------ DATA FOR THIS EXERCISE ------

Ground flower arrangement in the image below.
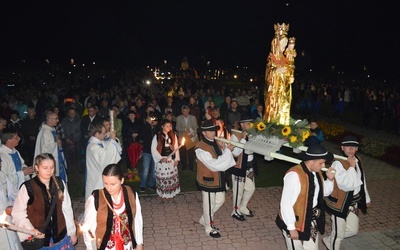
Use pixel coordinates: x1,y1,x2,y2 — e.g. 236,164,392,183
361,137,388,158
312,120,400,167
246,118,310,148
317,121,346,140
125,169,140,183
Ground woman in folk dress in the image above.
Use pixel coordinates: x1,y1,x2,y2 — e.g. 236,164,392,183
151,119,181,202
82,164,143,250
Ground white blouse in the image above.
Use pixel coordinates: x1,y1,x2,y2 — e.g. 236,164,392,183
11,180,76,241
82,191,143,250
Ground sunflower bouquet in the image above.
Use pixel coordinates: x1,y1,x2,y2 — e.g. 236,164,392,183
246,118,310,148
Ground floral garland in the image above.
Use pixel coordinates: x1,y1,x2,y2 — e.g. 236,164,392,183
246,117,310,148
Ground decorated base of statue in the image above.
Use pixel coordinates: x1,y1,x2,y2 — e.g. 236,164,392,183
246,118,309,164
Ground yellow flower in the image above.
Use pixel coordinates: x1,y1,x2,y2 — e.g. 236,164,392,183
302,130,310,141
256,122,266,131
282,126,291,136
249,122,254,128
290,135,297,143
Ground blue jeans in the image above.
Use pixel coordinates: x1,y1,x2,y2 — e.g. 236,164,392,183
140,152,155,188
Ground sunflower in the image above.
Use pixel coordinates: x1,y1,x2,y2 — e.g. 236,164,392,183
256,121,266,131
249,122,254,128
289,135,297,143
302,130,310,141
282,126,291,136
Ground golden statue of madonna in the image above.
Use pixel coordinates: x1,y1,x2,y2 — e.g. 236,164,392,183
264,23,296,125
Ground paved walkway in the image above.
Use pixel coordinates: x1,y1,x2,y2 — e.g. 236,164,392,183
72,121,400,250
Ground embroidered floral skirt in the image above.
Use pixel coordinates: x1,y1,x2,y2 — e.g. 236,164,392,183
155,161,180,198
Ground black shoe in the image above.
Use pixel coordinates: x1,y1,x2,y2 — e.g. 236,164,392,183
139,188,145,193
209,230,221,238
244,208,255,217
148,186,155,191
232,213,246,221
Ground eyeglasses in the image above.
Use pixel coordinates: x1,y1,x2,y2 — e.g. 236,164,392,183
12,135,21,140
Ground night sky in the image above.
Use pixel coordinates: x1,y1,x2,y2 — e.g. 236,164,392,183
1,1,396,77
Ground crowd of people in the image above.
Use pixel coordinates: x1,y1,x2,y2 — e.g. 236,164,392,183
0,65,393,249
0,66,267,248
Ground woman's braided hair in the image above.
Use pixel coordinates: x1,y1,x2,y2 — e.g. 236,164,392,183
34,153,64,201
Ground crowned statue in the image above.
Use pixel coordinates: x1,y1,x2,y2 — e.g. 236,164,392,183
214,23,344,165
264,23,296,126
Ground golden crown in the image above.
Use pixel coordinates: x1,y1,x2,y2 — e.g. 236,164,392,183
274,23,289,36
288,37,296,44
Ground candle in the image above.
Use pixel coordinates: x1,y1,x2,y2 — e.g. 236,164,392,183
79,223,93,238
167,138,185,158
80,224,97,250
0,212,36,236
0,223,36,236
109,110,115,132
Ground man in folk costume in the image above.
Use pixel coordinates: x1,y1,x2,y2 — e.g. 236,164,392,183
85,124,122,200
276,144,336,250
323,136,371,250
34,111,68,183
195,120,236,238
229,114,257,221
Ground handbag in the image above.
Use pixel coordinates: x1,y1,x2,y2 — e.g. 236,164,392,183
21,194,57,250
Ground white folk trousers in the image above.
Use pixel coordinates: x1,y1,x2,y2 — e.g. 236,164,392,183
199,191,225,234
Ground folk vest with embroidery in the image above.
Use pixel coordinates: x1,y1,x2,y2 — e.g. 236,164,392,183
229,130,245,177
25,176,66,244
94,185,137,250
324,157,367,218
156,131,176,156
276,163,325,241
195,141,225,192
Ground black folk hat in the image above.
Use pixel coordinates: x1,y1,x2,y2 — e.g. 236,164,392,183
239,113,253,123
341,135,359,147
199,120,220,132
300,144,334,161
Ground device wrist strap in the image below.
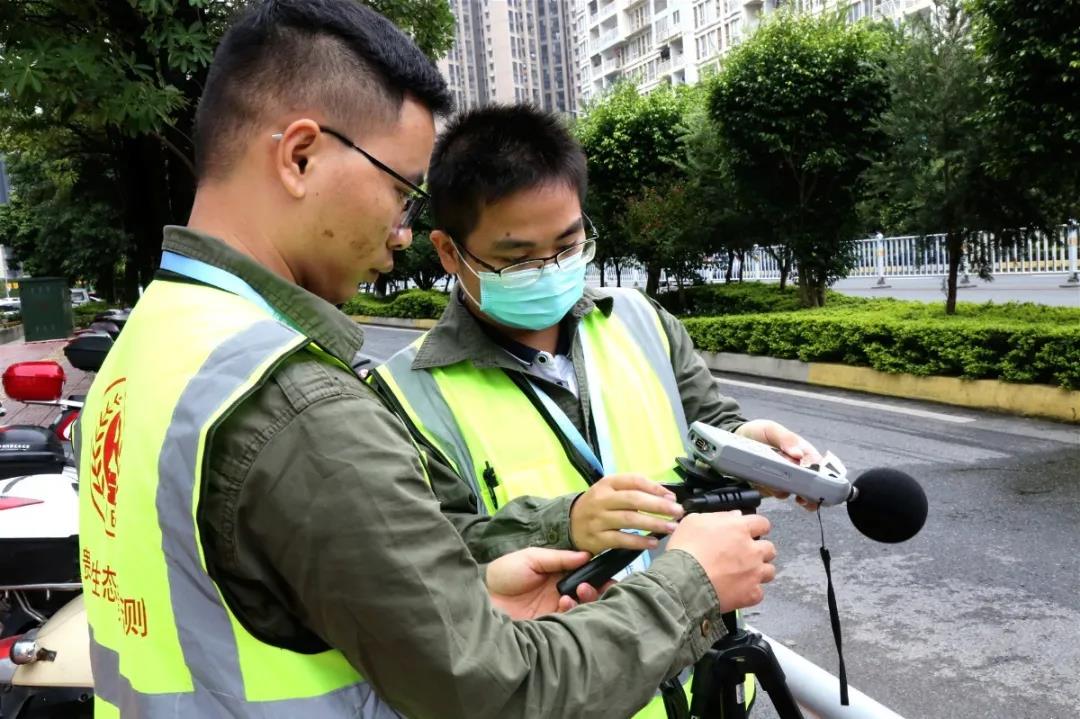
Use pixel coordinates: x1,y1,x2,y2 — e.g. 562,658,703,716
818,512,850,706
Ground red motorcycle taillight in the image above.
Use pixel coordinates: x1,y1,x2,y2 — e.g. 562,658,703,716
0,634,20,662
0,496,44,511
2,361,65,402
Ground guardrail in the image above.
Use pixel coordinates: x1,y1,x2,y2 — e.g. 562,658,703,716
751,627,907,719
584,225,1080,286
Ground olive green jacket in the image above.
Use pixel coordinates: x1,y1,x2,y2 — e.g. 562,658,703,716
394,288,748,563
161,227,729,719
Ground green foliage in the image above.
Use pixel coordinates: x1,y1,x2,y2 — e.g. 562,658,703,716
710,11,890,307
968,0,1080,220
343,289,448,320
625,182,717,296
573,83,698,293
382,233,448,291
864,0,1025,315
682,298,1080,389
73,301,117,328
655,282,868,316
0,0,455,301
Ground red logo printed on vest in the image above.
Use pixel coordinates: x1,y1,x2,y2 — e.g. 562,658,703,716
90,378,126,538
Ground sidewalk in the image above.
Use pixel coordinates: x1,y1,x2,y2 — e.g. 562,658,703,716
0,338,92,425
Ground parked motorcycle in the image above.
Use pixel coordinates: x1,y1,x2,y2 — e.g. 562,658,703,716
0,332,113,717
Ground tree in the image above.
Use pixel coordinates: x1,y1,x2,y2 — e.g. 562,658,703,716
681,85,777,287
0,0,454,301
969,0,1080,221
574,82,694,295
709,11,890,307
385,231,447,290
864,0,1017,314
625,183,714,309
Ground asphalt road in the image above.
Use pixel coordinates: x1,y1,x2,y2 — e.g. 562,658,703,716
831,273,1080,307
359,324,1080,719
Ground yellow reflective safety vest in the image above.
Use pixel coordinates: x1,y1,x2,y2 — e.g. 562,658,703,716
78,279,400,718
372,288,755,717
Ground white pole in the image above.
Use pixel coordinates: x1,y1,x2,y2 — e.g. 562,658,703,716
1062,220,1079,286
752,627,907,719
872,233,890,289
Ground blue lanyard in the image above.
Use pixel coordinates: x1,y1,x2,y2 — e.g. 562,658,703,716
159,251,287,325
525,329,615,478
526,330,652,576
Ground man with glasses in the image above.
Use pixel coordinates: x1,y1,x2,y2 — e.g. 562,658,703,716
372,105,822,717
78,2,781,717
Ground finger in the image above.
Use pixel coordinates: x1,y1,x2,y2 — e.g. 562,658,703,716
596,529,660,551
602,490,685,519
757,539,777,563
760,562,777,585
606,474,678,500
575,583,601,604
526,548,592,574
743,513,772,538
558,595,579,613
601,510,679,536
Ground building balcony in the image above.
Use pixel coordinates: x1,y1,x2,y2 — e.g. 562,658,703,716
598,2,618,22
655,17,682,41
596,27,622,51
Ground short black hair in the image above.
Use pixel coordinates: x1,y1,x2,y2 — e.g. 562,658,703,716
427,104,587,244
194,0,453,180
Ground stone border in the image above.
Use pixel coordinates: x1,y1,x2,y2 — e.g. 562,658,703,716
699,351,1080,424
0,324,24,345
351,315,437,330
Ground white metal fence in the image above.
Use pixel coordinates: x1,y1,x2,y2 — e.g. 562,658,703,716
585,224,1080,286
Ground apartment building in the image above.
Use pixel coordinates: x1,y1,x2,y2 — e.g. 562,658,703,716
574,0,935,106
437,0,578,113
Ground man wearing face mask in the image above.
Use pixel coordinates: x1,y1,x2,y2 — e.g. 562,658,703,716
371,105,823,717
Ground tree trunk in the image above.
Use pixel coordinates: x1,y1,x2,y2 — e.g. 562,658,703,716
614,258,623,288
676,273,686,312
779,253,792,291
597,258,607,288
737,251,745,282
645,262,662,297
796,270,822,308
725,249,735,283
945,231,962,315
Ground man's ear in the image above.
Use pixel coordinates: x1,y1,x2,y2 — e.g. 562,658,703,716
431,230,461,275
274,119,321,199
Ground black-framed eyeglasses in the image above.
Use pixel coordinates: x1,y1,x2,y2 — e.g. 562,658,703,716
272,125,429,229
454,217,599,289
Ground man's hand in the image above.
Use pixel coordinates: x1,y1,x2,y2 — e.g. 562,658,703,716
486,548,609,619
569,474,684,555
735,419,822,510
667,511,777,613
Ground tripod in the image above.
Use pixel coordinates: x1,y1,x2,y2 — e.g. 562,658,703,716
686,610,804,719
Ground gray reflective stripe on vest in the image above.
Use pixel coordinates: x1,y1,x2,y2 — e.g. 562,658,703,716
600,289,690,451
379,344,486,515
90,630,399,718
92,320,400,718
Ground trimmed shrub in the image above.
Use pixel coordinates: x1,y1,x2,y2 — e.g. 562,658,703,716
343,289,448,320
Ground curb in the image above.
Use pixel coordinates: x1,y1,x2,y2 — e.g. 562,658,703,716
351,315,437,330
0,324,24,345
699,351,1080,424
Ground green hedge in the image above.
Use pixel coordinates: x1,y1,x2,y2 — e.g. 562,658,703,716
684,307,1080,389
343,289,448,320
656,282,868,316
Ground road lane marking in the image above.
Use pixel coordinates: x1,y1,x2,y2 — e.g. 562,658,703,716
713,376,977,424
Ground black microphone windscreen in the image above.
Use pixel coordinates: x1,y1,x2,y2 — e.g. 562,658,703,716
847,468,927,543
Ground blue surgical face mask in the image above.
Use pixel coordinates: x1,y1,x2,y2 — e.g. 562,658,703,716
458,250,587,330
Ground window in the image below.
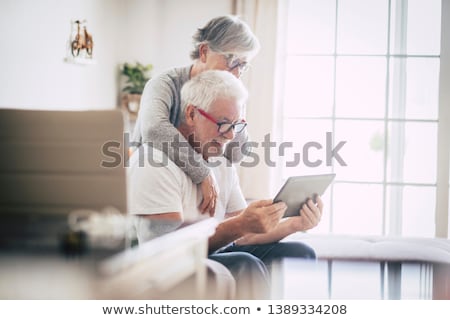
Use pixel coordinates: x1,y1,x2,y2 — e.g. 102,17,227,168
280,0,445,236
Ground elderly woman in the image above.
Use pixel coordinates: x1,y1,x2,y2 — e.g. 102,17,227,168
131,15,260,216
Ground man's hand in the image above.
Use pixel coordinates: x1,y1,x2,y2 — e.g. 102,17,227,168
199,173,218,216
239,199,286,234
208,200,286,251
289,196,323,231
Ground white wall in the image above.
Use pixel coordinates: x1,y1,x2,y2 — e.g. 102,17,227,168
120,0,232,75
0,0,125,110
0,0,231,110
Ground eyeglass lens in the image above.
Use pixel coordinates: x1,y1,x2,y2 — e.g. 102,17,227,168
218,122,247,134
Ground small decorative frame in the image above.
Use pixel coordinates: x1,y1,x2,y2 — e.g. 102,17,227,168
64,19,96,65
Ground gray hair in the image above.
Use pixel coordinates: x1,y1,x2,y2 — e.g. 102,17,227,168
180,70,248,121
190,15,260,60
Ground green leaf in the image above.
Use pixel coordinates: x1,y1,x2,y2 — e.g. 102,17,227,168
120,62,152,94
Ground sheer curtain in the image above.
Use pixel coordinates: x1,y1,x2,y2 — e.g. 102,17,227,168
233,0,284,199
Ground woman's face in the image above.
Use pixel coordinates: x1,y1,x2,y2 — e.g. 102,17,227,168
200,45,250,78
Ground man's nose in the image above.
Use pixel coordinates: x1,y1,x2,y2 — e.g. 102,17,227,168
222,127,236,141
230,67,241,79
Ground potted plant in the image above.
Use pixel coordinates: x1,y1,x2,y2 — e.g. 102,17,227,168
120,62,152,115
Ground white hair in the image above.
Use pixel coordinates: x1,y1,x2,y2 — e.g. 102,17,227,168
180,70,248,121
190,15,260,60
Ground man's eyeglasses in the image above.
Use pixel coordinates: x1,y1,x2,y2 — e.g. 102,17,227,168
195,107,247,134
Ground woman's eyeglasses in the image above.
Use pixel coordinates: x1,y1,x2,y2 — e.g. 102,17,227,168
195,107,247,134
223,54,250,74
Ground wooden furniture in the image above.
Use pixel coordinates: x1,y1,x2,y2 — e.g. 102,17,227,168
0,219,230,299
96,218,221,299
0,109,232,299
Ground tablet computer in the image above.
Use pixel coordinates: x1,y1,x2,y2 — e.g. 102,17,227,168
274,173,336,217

------

_EXERCISE DIRECTIONS_
Copy the lines exactly as they appear from the opening of the entries above through the line with "Ground yellow flower in the image above.", excluding all pictures.

_ANSWER BOX_
Ground flower arrangement in the image below.
Use pixel coordinates: x1,y1,x2,y2 — e.g. 236,164,392,183
361,137,388,158
312,120,400,167
246,118,310,148
317,121,346,140
125,169,140,183
Ground woman in folk dress in the image above.
Use pixel coordinates: x1,y1,x2,y2 — e.g. 236,164,392,183
151,119,181,202
82,164,143,250
Ground white blouse in the image above.
Use pixel coordinates: x1,y1,x2,y2 — e.g. 236,164,392,183
11,180,76,241
82,191,143,250
Ground sunflower bouquet in the image above.
Use pixel coordinates: x1,y1,x2,y2 — e.g. 236,164,392,183
246,118,310,148
Ground floral garland in the image above.
Use pixel coordinates: x1,y1,x2,y2 — e.g. 236,164,392,183
246,117,310,148
Ground decorated base of statue in the image above.
Use pixel coordinates: x1,y1,x2,y2 — e.g. 236,164,392,183
246,118,309,164
Ground yellow flower in the image above.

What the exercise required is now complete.